Il est ainsi clairement interdit de fumer dans des "aires communes fermées", tel que, par exemple, une salle communautaire, un corridor ou un ascenseur. Une copropriété n’est toutefois pas assujettie à l’interdiction de fumer à moins de neuf mètres d’une porte, d'une fenêtre ou d'une prise d’air (art. 2.2). Précisons également qu’il ne faut pas confondre « aires communes » et « parties communes ». La loi ne vise que les espaces publics "fermés". Elle ne saurait donc s’appliquer à toutes les parties communes d'une copropriété, par exemple les balcons qui sont qualifiés de parties communes à usage restreint. 

Par ailleurs, l’intérêt général de la collectivité des copropriétaires, la protection de leur qualité de vie, de celle des locataires et/ou des occupants de l’immeuble, ainsi que la préservation de la qualité de l’air justifient l’adoption d’un règlement interdisant la consommation de cannabis ou de tabac dans les parties communes. Ce règlement devrait faire partie de la section « Règlement d’immeuble » de la déclaration de copropriété. Conséquemment, le vote favorable nécessaire pour leur adoption est celui prévu aux dispositions de l’article 1096 du Code civil du Québec, soit le vote de la majorité des voix présentes ou représentées à l’assemblée. Une fois adopté, ce règlement devrait être immédiatement déposés dans le Registre de la copropriété, et ce afin d’être opposables à tous les copropriétaires.

-- TÂCHES PROPOSÉES --
1. Selon le texte sur le tabac en copropriété, quel article du Code civil du Québec fixe le vote favorable nécessaire à l'adoption du règlement ?
2. Indiquez si chacun des énoncés suivants concorde avec le texte sur le tabac en copropriété : (a) il est interdit de fumer dans un ascenseur ; (b) une copropriété est tenue d'interdire de fumer à moins de neuf mètres d'une porte ; (c) les balcons sont des parties communes à usage restreint.
3. Recopiez le passage du texte sur le tabac en copropriété qui va de « Par ailleurs, l’intérêt » jusqu'à « tous les copropriétaires. » inclus.

-- MATÉRIEL FOURNI --
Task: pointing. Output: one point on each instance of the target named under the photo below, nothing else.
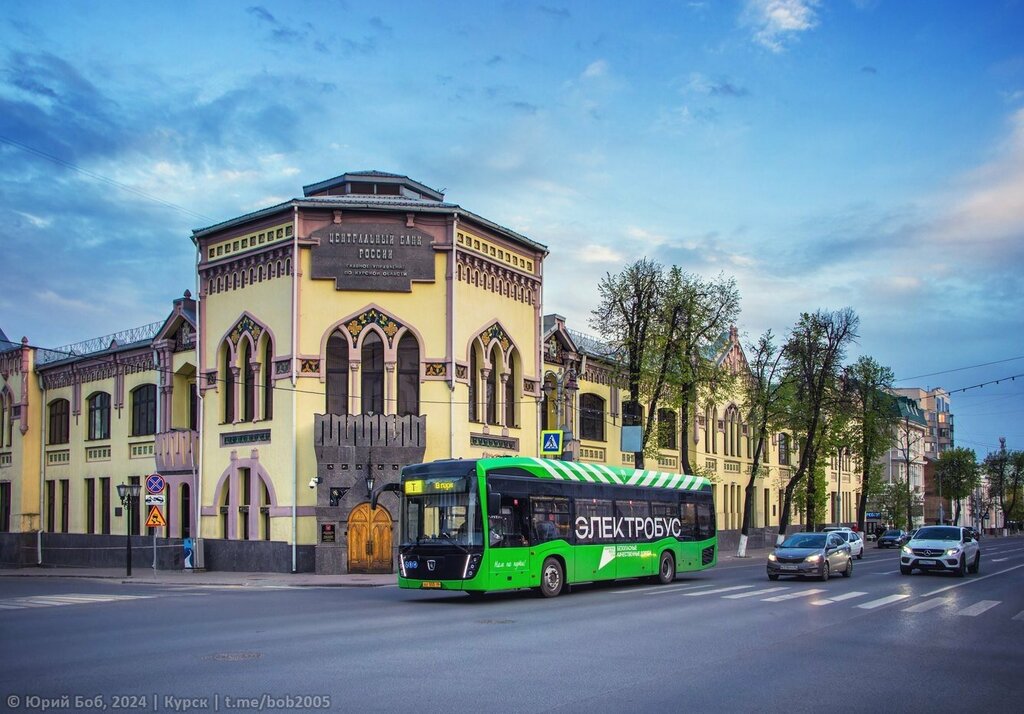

-- RÉPONSES DONNÉES --
1. L'article 1096, qui prévoit le vote de la majorité des voix présentes ou représentées à l'assemblée.

2.
(a) Oui : « Il est ainsi clairement interdit de fumer dans des "aires communes fermées", tel que, par exemple, une salle communautaire, un corridor ou un ascenseur ».
(b) Non : « Une copropriété n’est toutefois pas assujettie à l’interdiction de fumer à moins de neuf mètres d’une porte, d'une fenêtre ou d'une prise d’air ».
(c) Oui : « les balcons qui sont qualifiés de parties communes à usage restreint ».

3.
Par ailleurs, l’intérêt général de la collectivité des copropriétaires, la protection de leur qualité de vie, de celle des locataires et/ou des occupants de l’immeuble, ainsi que la préservation de la qualité de l’air justifient l’adoption d’un règlement interdisant la consommation de cannabis ou de tabac dans les parties communes. Ce règlement devrait faire partie de la section « Règlement d’immeuble » de la déclaration de copropriété. Conséquemment, le vote favorable nécessaire pour leur adoption est celui prévu aux dispositions de l’article 1096 du Code civil du Québec, soit le vote de la majorité des voix présentes ou représentées à l’assemblée. Une fois adopté, ce règlement devrait être immédiatement déposés dans le Registre de la copropriété, et ce afin d’être opposables à tous les copropriétaires.